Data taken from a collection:
· · ·

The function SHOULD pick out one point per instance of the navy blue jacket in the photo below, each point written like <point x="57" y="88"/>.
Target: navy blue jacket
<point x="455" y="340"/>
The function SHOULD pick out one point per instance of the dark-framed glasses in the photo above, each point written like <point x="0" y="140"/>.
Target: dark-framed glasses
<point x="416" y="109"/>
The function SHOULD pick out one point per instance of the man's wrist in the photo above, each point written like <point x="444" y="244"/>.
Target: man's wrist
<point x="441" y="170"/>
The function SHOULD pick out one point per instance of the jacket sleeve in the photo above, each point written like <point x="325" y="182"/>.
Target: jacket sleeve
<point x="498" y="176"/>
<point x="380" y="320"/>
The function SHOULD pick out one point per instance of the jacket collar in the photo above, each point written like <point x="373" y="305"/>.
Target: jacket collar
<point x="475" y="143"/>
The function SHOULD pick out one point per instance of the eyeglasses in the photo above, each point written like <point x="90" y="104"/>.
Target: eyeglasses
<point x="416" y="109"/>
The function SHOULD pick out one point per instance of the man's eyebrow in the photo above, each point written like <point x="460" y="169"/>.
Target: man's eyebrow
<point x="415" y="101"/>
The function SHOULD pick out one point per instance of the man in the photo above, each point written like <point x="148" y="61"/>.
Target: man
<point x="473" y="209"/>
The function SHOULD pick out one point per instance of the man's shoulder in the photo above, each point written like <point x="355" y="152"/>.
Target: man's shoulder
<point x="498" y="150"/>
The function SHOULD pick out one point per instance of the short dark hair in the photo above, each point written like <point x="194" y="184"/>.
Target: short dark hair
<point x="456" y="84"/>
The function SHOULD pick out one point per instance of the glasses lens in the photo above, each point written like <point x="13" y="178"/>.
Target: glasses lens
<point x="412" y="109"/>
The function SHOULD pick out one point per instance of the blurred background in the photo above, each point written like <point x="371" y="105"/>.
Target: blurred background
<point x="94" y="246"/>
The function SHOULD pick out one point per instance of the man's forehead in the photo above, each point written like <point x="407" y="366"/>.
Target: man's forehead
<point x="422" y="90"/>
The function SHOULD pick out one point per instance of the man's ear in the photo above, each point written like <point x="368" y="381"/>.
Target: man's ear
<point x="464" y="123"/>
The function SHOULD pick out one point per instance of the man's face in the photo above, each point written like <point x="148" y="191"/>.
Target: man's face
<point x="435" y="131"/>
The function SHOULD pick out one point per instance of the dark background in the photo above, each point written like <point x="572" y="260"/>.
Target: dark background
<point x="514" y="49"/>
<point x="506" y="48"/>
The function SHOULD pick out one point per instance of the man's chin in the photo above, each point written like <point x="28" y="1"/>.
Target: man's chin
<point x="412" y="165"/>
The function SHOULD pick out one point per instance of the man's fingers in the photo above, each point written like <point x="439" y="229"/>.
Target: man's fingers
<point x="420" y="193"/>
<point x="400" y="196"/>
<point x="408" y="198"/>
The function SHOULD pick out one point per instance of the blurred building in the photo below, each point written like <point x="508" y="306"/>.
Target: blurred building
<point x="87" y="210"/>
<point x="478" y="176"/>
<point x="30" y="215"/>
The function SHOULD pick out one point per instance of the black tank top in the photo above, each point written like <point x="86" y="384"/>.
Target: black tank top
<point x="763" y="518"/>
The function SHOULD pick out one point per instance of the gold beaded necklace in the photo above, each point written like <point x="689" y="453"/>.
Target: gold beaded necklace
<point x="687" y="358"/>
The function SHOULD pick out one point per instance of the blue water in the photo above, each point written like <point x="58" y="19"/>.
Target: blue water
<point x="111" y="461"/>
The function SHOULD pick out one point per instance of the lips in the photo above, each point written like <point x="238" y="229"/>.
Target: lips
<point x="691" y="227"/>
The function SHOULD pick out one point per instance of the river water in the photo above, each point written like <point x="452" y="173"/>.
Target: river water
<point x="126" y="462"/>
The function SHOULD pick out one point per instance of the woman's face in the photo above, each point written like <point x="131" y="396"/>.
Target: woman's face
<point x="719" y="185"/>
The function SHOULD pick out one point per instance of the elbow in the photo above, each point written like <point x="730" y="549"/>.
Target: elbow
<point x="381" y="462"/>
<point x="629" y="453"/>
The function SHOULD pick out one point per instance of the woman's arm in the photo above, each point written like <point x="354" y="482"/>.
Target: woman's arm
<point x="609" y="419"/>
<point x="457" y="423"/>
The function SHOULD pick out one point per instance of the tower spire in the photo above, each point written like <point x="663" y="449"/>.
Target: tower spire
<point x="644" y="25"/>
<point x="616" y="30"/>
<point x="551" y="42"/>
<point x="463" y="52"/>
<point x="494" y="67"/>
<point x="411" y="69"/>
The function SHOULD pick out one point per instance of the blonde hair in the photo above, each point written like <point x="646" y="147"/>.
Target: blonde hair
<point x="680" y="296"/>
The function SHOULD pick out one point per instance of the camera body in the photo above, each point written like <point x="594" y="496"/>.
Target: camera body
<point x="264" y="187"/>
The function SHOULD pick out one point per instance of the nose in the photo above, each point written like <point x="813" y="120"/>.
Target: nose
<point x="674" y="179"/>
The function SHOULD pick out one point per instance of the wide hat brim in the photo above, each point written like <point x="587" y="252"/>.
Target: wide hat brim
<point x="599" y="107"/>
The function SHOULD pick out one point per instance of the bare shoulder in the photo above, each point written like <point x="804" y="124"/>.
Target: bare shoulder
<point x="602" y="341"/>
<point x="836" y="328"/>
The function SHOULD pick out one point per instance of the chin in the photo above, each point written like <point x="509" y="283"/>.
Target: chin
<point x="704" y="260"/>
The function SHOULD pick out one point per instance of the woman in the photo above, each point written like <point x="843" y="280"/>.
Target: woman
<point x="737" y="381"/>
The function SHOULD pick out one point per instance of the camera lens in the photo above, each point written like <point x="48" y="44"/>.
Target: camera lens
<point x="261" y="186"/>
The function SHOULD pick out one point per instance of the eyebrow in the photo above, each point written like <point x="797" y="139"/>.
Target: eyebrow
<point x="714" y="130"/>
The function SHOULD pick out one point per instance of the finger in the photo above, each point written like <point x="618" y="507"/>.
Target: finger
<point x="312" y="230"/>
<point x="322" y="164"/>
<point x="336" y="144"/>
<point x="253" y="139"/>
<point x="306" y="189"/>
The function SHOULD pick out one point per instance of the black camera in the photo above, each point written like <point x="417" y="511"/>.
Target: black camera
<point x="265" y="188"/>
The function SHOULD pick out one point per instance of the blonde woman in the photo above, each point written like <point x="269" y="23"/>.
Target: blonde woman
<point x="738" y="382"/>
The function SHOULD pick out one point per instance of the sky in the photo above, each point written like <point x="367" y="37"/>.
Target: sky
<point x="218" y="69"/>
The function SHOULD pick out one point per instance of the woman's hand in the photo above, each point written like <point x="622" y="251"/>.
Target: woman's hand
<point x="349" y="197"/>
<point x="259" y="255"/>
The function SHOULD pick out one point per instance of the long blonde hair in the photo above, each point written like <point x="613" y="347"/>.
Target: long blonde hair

· · ·

What you will do:
Write out these entries word for word, starting with the line that contains "instance of the sky" and going on through the last line of the entries above.

Correct response:
The function SHOULD pick out one point per instance of the sky in the photo above, each point written like <point x="367" y="37"/>.
Target: sky
<point x="218" y="69"/>
The function SHOULD pick out one point per instance of the woman's hand in the photo above, each point written like <point x="622" y="251"/>.
Target: woman's hand
<point x="349" y="197"/>
<point x="259" y="255"/>
The function SHOULD pick out one point per instance of the long blonde hair in the photo above, each point written like <point x="613" y="347"/>.
Target: long blonde hair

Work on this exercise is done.